Exercise prompt:
Reproduce the listing from the line containing "Inline example from the docs — detect the door" through the end of the listing, substituting "kitchen island" for "breakfast bar" and leaving everything else unchanged.

Input data:
* * *

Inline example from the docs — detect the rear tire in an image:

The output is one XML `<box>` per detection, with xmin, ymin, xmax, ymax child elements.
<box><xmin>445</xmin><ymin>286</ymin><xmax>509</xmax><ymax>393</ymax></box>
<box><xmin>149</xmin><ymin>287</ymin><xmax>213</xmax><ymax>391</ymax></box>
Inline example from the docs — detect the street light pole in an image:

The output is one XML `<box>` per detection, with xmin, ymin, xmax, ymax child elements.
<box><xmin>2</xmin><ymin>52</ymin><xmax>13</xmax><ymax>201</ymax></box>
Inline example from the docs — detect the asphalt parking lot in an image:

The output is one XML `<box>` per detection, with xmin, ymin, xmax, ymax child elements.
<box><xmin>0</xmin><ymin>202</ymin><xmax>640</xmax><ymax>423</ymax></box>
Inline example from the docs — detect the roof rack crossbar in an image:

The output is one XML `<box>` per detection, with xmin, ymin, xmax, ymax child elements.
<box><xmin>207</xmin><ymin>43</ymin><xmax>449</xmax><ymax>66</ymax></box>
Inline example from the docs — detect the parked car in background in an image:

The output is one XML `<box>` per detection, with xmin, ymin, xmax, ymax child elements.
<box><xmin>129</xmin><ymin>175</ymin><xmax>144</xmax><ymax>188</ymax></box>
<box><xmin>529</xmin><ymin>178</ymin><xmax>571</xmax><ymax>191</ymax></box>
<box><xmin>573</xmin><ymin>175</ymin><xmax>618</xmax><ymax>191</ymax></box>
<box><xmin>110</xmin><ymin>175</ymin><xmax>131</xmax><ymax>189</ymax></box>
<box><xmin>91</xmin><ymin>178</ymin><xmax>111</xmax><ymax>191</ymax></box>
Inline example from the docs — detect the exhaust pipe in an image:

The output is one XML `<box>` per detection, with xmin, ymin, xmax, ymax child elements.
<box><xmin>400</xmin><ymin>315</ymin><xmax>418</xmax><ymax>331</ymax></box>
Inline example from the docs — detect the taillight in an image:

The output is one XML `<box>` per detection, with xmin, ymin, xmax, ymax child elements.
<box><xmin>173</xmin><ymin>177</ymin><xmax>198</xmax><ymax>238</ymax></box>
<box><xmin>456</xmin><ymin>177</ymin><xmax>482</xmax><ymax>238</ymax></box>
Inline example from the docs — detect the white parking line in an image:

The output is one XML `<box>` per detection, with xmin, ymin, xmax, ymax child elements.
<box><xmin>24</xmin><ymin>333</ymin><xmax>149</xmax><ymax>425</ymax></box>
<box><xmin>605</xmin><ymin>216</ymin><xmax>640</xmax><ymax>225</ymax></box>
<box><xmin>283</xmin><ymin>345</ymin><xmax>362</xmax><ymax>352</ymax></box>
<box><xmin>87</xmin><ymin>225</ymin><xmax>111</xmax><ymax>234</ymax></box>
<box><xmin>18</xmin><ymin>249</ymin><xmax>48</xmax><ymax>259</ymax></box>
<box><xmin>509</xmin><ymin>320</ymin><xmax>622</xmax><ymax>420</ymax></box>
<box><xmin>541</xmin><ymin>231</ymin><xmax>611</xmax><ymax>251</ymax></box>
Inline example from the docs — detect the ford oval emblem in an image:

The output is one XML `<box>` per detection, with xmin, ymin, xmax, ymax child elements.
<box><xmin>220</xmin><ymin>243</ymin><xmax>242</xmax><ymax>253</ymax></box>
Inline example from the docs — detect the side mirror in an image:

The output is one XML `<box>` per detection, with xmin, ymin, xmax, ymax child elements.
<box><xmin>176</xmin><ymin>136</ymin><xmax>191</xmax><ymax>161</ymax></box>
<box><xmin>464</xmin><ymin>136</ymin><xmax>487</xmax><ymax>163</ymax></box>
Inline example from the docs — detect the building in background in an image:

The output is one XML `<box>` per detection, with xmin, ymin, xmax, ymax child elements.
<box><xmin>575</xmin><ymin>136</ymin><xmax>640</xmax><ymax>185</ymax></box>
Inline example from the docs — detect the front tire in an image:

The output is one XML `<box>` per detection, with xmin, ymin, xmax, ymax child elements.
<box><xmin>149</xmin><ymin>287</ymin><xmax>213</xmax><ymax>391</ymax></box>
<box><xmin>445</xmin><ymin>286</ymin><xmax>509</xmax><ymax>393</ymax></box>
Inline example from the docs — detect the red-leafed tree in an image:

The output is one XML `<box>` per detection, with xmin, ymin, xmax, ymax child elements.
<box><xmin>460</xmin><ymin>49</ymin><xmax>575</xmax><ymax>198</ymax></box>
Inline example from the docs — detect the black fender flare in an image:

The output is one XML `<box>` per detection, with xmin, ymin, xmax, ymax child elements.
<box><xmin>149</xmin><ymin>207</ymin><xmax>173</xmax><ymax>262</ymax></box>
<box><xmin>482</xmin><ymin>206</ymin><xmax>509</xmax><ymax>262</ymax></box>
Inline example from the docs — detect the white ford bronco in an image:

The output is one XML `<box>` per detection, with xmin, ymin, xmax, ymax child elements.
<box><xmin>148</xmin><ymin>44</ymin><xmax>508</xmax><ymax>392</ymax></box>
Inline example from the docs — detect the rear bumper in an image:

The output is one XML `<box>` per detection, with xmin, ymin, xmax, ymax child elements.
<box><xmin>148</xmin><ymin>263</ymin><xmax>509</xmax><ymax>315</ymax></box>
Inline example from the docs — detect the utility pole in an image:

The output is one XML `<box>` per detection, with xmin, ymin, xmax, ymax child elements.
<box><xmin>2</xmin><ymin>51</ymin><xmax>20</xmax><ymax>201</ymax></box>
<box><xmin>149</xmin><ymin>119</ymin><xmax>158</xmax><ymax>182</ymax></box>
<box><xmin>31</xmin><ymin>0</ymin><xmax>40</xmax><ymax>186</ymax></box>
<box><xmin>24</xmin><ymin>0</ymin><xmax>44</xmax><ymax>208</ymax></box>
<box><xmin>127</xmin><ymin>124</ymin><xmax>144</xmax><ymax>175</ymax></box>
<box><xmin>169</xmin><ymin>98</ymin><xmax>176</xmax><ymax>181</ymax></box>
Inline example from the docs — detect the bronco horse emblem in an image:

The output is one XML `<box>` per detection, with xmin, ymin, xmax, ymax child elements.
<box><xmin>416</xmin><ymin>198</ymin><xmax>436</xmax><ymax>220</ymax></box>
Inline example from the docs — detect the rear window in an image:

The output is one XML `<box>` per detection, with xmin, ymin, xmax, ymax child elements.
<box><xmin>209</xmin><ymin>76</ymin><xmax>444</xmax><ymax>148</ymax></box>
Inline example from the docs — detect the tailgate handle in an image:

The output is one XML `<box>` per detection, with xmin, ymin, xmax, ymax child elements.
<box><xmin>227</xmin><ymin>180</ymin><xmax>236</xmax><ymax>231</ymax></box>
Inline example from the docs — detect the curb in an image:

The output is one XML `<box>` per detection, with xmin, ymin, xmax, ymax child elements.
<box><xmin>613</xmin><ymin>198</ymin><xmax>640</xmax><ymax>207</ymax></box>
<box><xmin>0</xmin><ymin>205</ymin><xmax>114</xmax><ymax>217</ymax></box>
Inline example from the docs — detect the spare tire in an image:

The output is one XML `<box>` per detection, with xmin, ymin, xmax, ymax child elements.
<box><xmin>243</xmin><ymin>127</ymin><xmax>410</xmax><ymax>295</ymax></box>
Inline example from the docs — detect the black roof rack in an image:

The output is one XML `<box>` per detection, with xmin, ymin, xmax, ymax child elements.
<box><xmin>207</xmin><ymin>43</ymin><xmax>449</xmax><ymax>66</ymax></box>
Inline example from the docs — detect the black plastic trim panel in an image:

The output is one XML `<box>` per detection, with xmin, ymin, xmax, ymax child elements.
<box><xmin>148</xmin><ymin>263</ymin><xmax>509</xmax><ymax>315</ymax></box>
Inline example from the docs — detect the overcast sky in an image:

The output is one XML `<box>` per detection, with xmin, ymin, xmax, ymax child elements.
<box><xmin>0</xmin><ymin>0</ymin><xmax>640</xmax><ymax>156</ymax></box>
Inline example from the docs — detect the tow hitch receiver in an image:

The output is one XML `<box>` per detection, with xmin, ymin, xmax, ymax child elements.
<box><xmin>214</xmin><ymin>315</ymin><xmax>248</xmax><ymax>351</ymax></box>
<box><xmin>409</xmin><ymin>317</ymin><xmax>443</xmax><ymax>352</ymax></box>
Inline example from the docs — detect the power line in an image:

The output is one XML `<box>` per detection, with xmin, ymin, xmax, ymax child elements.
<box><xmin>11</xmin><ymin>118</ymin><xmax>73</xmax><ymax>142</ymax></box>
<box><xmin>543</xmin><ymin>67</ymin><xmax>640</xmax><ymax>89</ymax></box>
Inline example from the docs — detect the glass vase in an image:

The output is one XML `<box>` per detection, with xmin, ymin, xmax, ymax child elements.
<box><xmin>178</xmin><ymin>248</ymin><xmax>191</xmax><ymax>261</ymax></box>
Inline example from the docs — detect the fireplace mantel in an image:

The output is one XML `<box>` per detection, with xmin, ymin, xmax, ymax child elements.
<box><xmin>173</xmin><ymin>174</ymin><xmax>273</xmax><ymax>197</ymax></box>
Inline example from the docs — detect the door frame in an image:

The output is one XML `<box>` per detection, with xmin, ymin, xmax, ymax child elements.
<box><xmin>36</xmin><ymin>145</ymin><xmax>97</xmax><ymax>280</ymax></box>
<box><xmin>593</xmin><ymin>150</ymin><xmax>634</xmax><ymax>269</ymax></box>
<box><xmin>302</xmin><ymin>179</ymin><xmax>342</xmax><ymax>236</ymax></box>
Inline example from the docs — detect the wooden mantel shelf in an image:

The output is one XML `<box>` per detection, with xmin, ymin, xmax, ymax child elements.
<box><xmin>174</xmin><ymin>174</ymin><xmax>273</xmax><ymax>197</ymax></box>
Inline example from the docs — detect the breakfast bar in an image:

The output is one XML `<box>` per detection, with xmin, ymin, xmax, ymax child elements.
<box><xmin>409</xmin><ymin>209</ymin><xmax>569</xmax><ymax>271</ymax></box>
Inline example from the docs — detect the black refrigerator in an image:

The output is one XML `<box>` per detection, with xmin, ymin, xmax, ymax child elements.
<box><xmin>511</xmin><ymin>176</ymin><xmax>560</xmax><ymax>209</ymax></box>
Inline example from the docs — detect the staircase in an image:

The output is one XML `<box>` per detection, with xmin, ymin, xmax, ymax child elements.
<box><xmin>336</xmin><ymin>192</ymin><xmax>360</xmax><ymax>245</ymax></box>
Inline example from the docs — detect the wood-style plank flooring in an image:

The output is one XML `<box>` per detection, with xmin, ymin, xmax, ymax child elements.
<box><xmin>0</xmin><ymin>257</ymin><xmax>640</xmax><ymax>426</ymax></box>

* * *

Reply to the task:
Inline example from the docs — detect the door frame in an image:

The output is one XML `<box>` per detection, with xmin, ymin, xmax, ymax child elements.
<box><xmin>36</xmin><ymin>145</ymin><xmax>97</xmax><ymax>280</ymax></box>
<box><xmin>593</xmin><ymin>150</ymin><xmax>634</xmax><ymax>269</ymax></box>
<box><xmin>302</xmin><ymin>179</ymin><xmax>342</xmax><ymax>236</ymax></box>
Inline example from the docs — detect the wooden mantel shelf in an image:

The output is one XML `<box>` per detection, with xmin, ymin, xmax, ymax child elements.
<box><xmin>174</xmin><ymin>174</ymin><xmax>273</xmax><ymax>197</ymax></box>
Inline example from the docs — detect the kitchen island in an image:

The output is one XML `<box>` per detection, with xmin, ymin, xmax, ymax child elements.
<box><xmin>409</xmin><ymin>209</ymin><xmax>569</xmax><ymax>271</ymax></box>
Inline example from the docs — detect the black refrigerator in an image:

The output is one XML `<box>` per detection, with xmin, ymin, xmax, ymax child elements.
<box><xmin>511</xmin><ymin>176</ymin><xmax>560</xmax><ymax>209</ymax></box>
Inline example from the docs — detect the staircase in an image:

The output is one XML `<box>` per detection, with xmin, ymin, xmax, ymax child elements.
<box><xmin>336</xmin><ymin>192</ymin><xmax>360</xmax><ymax>245</ymax></box>
Inline example from the docs — detect the wood-style plank flooring in an image:

The output is one XML `<box>` per detection, with xmin, ymin, xmax, ymax child elements.
<box><xmin>0</xmin><ymin>257</ymin><xmax>640</xmax><ymax>426</ymax></box>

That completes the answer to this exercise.